GOAL OF THE EXERCISE: Can you copy out the material below word for word, keeping every line as it stands?

MATERIAL:
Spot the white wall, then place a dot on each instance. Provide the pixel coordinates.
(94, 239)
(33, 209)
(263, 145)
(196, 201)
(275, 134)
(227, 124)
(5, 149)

EXPECTED ANSWER:
Spot the white wall, then place a dot on each instance. Provide the pixel coordinates.
(94, 239)
(33, 209)
(263, 145)
(196, 201)
(275, 134)
(227, 124)
(5, 149)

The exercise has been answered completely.